● AUFGABENZIEL 1:
Beantworten Sie anhand des Auszugs über Medienvielfalt folgende Fragen:
(a) Als welche Gewalt im Staat werden Medien und Medienvielfalt bezeichnet?
(b) In welchem Bereich gibt es laut Text bundesweit nichts Vergleichbares?
(c) Welche zwei Eigenschaften soll der angestrebte Ordnungsrahmen haben?
● AUFGABENZIEL 2: Erweitern Sie den Auszug über bayerische Medienvielfalt im gleichen Ton um einige Sätze, die an seinen letzten Satz anschließen.

● VORLIEGENDER AUSZUG:
◇ ◇ ◇ ◇ ◇ ◇ ◇

Herrmann: Medien und Medienvielfalt sind die Basis für eine lebendige Demokratie. Sie sind die „Vierte Gewalt“ im Staat und dieser Kontrollmechanismus ist unverzichtbar. Ohne freie Medien gibt es keine freie Meinungsbildung, keinen demokratischen Diskurs. Uns ist es deshalb ein zentrales Anliegen, die einzigartige bayerische Medienvielfalt zu erhalten und weiter zu stärken. Gerade im Bereich der lokalen und regionalen Vielfalt gibt es bundesweit nichts Vergleichbares. Wir setzen uns für einen flexiblen und zeitgemäßen Ordnungsrahmen ein, von dem alle Medienbereiche bei uns am Standort profitieren können.

◇ ◇ ◇ ◇ ◇ ◇ ◇

● BEREITGESTELLTE DATEN:
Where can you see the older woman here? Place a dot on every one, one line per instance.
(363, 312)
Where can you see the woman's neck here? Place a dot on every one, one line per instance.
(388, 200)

◇ ◇ ◇ ◇ ◇ ◇ ◇

● ERGEBNIS 1:
(a) Als „Vierte Gewalt“.
(b) Im Bereich der lokalen und regionalen Vielfalt.
(c) Er soll flexibel und zeitgemäß sein.

● ERGEBNIS 2:
Digitale Transformation und Konvergenz sowie innovative Geschäftsmodelle verändern das Playing Field radikal– sowohl wirtschaftlich als auch journalistisch. Mit globalen Big-Tech-Anbietern und internationalen Online-Plattformen hat sich unser duales System heute faktisch in ein „triales“ System mit neuen Abhängigkeits- und Konkurrenzverhältnissen gewandelt. Steigende Kosten – etwa für Produktion, Energie, Personal und Digitalisierung – bei gleichzeitig sinkenden Werbeeinnahmen erschweren zusätzlich die Geschäftsmodelle unserer heimischen privaten Medienanbieter. Um unsere vielfältige Medienlandschaft zu erhalten, müssen wir finanzielle Geschäftsgrundlagen sichern und für ausreichende Planungssicherheit sorgen, ohne die nötige Flexibilität aus den Augen zu verlieren.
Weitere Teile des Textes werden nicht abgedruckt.